- **Written request**
Reproduce every entry in the listing without alteration.

- **Record excerpts**

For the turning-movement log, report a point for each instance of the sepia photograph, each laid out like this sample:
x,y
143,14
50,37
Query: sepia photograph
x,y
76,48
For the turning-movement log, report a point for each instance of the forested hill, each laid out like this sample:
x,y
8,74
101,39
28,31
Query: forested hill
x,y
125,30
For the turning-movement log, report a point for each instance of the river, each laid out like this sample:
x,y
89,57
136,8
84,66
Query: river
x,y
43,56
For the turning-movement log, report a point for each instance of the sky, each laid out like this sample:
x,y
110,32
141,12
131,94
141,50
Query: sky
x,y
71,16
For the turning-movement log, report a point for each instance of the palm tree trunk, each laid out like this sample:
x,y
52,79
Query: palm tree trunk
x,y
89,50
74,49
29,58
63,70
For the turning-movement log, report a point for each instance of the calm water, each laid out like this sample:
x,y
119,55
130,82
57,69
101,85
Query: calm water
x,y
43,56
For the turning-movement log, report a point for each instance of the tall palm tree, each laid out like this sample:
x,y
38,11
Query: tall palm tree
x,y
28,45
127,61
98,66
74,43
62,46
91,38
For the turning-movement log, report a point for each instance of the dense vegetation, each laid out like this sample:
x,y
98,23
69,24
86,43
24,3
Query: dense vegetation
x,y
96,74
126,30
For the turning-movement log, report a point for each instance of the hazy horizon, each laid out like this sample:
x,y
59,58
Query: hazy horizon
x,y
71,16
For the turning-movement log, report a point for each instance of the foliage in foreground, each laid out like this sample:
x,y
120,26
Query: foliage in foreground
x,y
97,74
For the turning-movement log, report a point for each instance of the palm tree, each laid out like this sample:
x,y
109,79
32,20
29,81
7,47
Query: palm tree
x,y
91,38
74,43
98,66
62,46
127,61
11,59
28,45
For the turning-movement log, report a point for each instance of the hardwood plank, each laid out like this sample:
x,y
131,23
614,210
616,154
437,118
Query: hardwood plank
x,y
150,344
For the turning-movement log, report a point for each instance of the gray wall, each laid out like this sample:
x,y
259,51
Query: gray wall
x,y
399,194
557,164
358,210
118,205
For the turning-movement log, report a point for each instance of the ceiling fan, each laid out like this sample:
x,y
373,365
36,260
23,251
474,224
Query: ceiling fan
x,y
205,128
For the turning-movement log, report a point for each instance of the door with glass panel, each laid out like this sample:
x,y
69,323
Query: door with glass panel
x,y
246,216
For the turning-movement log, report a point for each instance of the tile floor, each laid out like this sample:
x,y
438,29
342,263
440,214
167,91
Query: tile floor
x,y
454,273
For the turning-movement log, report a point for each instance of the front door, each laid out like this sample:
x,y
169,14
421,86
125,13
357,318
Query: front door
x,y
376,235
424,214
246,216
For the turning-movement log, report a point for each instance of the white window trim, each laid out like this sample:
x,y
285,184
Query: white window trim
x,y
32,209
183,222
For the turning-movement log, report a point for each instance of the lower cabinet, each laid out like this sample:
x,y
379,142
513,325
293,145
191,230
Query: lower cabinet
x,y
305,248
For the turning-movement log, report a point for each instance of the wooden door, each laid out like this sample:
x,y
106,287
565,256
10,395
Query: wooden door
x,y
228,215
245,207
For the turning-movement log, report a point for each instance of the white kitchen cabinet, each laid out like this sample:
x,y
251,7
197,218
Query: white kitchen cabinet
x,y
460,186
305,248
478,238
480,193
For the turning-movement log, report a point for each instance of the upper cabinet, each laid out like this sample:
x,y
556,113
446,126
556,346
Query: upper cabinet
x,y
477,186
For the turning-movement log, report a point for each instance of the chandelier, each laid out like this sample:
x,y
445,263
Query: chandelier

- **The response**
For the turning-movement log, report a point for each instance of the sepia photograph, each laid out like this sample:
x,y
143,14
50,37
Query: sepia photograph
x,y
76,48
For the turning-movement log, report a point for each instance of the forested hill, each laid out like this sample:
x,y
8,74
101,39
28,31
Query: forested hill
x,y
125,30
For the turning-movement log, report a point for each instance of the river, each laid out like this sample:
x,y
89,57
136,8
84,66
Query: river
x,y
43,56
For the turning-movement log, report a point for each instance of the sky, each laid out like this sample:
x,y
110,32
141,12
131,94
141,50
Query: sky
x,y
71,16
For the turning-movement log, report a point for each instance of the palm tree trunk, each laid out like this sample:
x,y
52,79
Query: palm tree trunk
x,y
89,50
74,49
29,58
63,70
For the turning-movement log, report a point for each instance of the calm water, each laid out like this sample:
x,y
119,55
130,82
57,69
101,85
Query: calm water
x,y
43,56
For the turning-movement log, report a point for each instance of the tall palm tree, each laid out like this sample:
x,y
38,11
Query: tall palm tree
x,y
28,45
127,61
98,66
74,43
62,46
91,38
For the turning-movement log, report a point for each instance of the dense vegetation, each laid out like this sample:
x,y
98,23
69,24
86,43
24,3
Query: dense vegetation
x,y
96,74
126,30
For the turning-movement log, report a point for each instance of the hazy horizon, each laid out like this sample:
x,y
59,58
Query: hazy horizon
x,y
71,16
For the turning-movement log, report a point for each instance of the foliage in foreground, each laid out like this sample:
x,y
120,26
Query: foliage in foreground
x,y
97,74
For the turning-movement log, report a point for each instance of the palm tree, each laid out like this sample:
x,y
109,79
32,20
29,81
7,47
Query: palm tree
x,y
91,38
74,43
98,66
62,46
127,61
11,59
28,45
For the turning-movement log, report a point for each instance of the hardwood plank, each laid out like this sample:
x,y
131,23
614,210
616,154
437,118
Query: hardwood plank
x,y
150,344
For the turning-movement log, report a point for each instance of the gray wall, each laid out like this sample:
x,y
259,51
Query: gray wall
x,y
399,194
557,164
358,210
118,205
For the turning-movement log, report a point for each instance of the ceiling fan, each laid out like this sample:
x,y
373,365
36,260
23,251
474,224
Query: ceiling fan
x,y
205,128
For the turning-movement log, report a point for each instance of the door with glass panel, each laid out like this sample:
x,y
69,323
Query: door with glass panel
x,y
246,216
For the turning-movement log, report a point for each instance of the tile floor, each laid out like this sample:
x,y
438,29
342,263
440,214
167,91
Query: tile floor
x,y
454,273
For the turning-movement log, report a point for each instance of the front door, each laid out like this sample:
x,y
169,14
421,86
125,13
357,318
Query: front door
x,y
376,235
424,214
246,216
For the turning-movement log, report a point for each instance of the white window trim, each laid out like this sample:
x,y
285,184
Query: white window trim
x,y
32,209
183,222
For the turning-movement log, report a point for each instance of the lower cabinet, each laid out like this sample:
x,y
379,142
513,325
293,145
191,230
Query: lower cabinet
x,y
305,248
For the turning-movement log, report a point for each instance of the wooden door, each laid out like this sample:
x,y
106,287
565,256
10,395
Query: wooden door
x,y
228,215
245,207
For the turning-movement log, report a point for each instance of the white kitchen cabinet, each laid out like this sample:
x,y
251,7
197,218
Query: white kitchen cabinet
x,y
460,186
305,248
478,238
480,193
For the turning-movement log, report a point for each instance of the upper cabinet, each laid out like this sample:
x,y
556,113
446,126
556,346
Query: upper cabinet
x,y
477,186
For the turning-movement log, report a point for each instance of the chandelier, each laid out like this sample:
x,y
445,263
Query: chandelier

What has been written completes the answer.